▶ **Passage**:

↓

Then you would need a consumer for each partition, so 150 consumers in the consumer group reading those partitions. You have some overhead, so you can probably skip worrying about a consumer in the group having to read two partitions for a period whilst a consumer fails and restarts?

So you need to know two key things:

How long, on average, does it take you to process a request
How many requests do you get per second

That will tell you how many partitions, and by implication consumers you need to read something fast enough to keep pace.

Make sense?

Sep 22 '22 08:09 iancooper

PS

If you have 500 req/sec, and you had 7 consumers (as above) and we assume 7 partitions therefore, you would need to process each request in 14ms to keep pace with your arrival rate.

Just so you can see the issue

Sep 22 '22 08:09 iancooper

Hi @iancooper

We are facing the same issue, here is our setting (using Brighter v9.1.19)

↑

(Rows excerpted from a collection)

↓

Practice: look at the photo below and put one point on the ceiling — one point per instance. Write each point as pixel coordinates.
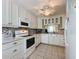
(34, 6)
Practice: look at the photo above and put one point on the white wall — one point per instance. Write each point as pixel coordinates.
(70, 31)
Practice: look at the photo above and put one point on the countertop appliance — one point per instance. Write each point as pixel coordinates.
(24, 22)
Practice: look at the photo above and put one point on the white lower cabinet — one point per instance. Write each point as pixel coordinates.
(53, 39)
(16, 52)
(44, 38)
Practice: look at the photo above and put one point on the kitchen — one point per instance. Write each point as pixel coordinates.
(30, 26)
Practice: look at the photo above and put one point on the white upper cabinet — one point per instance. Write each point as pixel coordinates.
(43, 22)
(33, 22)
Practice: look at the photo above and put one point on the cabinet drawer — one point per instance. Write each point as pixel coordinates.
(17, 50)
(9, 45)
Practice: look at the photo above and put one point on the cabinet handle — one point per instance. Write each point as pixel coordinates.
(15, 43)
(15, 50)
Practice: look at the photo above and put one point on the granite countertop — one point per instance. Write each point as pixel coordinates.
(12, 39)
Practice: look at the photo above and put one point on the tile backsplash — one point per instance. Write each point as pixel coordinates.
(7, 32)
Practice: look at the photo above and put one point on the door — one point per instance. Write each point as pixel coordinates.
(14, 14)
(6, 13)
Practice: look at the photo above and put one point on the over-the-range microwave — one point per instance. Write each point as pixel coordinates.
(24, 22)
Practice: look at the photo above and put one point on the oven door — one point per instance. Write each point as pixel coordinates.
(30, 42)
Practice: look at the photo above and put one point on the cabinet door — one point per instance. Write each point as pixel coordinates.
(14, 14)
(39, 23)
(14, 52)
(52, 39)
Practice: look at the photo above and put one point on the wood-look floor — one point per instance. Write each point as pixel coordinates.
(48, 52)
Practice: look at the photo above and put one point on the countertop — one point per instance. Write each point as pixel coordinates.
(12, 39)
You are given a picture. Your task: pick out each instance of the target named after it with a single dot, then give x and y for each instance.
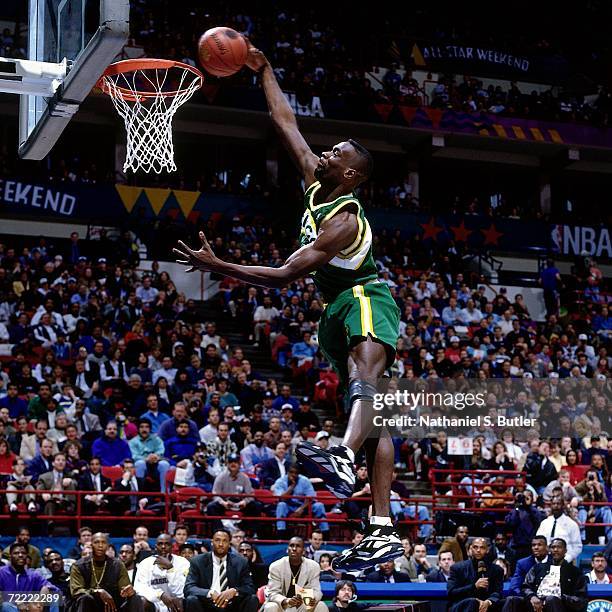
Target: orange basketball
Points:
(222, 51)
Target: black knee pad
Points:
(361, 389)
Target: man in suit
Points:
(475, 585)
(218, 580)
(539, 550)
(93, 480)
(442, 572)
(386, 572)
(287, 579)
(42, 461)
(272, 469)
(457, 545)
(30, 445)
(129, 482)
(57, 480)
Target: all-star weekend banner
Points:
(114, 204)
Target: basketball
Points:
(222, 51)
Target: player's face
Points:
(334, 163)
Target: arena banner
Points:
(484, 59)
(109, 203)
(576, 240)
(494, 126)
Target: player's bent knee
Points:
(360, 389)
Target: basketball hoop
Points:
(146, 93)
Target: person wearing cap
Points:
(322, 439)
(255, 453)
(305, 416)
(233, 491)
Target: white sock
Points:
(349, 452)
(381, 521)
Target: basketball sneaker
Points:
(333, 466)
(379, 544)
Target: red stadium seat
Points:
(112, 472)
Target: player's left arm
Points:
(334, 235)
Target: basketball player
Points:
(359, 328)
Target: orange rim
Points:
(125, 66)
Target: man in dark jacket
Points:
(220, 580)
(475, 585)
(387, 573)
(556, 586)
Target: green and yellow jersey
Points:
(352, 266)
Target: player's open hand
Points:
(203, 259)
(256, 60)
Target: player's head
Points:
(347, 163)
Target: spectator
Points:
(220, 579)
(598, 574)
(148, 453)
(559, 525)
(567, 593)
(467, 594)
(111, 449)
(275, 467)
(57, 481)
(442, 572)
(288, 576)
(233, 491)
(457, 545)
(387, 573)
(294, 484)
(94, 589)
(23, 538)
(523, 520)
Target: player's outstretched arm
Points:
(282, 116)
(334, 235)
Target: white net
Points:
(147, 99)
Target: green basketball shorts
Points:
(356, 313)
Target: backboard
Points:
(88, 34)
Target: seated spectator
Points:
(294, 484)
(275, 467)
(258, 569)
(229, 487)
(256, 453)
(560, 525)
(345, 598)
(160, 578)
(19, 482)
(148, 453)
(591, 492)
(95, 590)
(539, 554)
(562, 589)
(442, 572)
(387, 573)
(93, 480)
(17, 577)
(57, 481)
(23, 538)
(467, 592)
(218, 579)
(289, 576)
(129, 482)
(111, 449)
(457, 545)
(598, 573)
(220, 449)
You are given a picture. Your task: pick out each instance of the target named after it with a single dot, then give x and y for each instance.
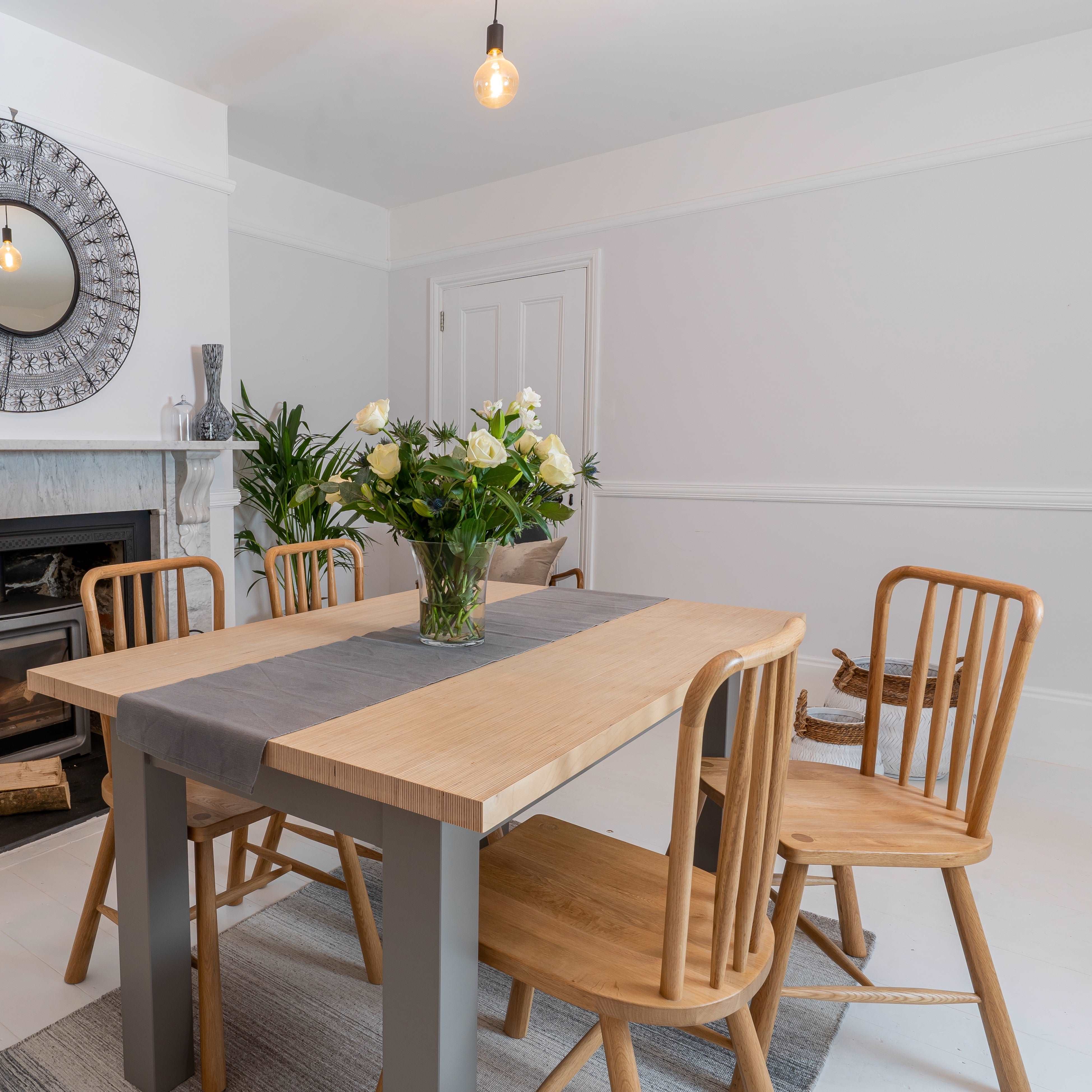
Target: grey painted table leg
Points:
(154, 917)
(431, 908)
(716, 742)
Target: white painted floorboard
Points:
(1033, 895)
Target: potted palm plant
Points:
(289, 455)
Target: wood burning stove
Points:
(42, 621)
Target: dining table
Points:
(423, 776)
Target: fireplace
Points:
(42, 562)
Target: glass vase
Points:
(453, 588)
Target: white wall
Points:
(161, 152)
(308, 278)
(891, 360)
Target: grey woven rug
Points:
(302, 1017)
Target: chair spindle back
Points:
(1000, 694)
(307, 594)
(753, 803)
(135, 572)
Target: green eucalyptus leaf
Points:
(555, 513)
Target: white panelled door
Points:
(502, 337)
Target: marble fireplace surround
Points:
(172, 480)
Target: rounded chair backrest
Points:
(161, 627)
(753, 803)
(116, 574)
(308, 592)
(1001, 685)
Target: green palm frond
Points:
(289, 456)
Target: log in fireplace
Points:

↑

▶ **Things to do**:
1) In the rows, add 108 to every x and y coordinate in the answers, starting with the line containing "Target: player's open hand" and running through the end of the rows. Write that part out again in full with the requests kept, and leave out the pictures.
2) Write the next part of the forum thread about Kafka partitions and consumers, picking up right after its final line.
The forum thread and the rows come from separate sources.

▶ **Exercise answers**:
1)
Target: player's open hand
Points:
(311, 367)
(364, 168)
Target: player's head
Points:
(455, 271)
Target: spectator
Points:
(328, 687)
(706, 682)
(256, 561)
(667, 633)
(675, 701)
(575, 702)
(219, 557)
(383, 575)
(165, 589)
(550, 680)
(396, 684)
(341, 599)
(565, 653)
(495, 681)
(402, 592)
(202, 697)
(131, 646)
(631, 628)
Target: player's outstretched arm
Points:
(390, 224)
(442, 343)
Target: white net
Points:
(255, 207)
Target: green basketball shorts
Points:
(464, 421)
Target: backboard
Points:
(196, 142)
Target: seated spectator
Points:
(402, 592)
(383, 575)
(366, 677)
(337, 595)
(364, 561)
(668, 633)
(453, 706)
(268, 686)
(127, 590)
(256, 561)
(699, 600)
(203, 698)
(647, 662)
(670, 697)
(550, 680)
(495, 681)
(201, 588)
(125, 685)
(165, 589)
(131, 646)
(575, 700)
(326, 687)
(397, 684)
(237, 590)
(219, 557)
(565, 653)
(706, 681)
(328, 557)
You are given a picture. Your task: pick out each instance of the target named after it with a single dot, then give x and y for each instance.
Target: grey painted table leg
Points:
(262, 1025)
(539, 1016)
(824, 850)
Target: white painted floorboard
Points:
(1141, 1003)
Target: potted palm plant
Points:
(397, 563)
Target: wood burning stove
Points:
(150, 729)
Target: dining table
Points:
(531, 884)
Target: fireplace
Points:
(150, 670)
Target: glass vase
Points:
(561, 696)
Target: white wall
Points:
(269, 260)
(416, 386)
(999, 468)
Target: grey woven rug
Points:
(410, 1125)
Target: chair spindle back
Points:
(1108, 802)
(415, 702)
(861, 911)
(243, 680)
Target: green eucalyptus leaf
Points:
(663, 621)
Target: white panelled door
Points:
(610, 445)
Target: marble fireplace surround
Points:
(280, 588)
Target: rounded chair backrest
Points:
(269, 735)
(861, 911)
(224, 682)
(416, 700)
(1109, 793)
Target: green palm frond
Points:
(397, 564)
Target: log in fireplace
Points:

2)
new KafkaSubscription<NotificationCommand>(
  new SubscriptionName("icsa.notification.subscription"),
  channelName: new ChannelName("icsa.notification.channel"),
  routingKey: new RoutingKey("icsa.notification.command"),
  groupId: AppDomain.CurrentDomain.FriendlyName,
  timeoutInMilliseconds: 1000,
  offsetDefault: AutoOffsetReset.Earliest,
  commitBatchSize: 5,
  isAsync: true)

We have a total of 160 messages in a topic and commitBatchSize set to 5. Although we have processed all the messages, the consumer group still shows 4 messages behind Kafka UI.

After few round of testing, here is the log result from the console. The offset already hit the batch size (5) but it didn't commit to 166.

May I know any problem with the KafkaSubscription configuration?

Sep 27 '22 09:09 phuaxinyuin

@honkuan86 Let me know if the partitions change helped you.

@phuaxinyuin If you have an amount of records below the batch size left, then you will find the 'at the the batch size' trigger for committing offsets won't run. However, any records on the topic can be stopped from sitting there by setting your SweepUncommittedOffsetsIntervalMs value on the subscription. That will run if no batch commit is running and store any outstanding offsets.

Both, I probably need to set up a load test for our Kafka transport and ensure that nothing goes wrong (or at least document any scale limits). That will take me a little bit of time.

Sep 28 '22 11:09 iancooper

So I have been running the Brighter Kafka sample, which spits messages out continuously.

The offsets seem to be committed.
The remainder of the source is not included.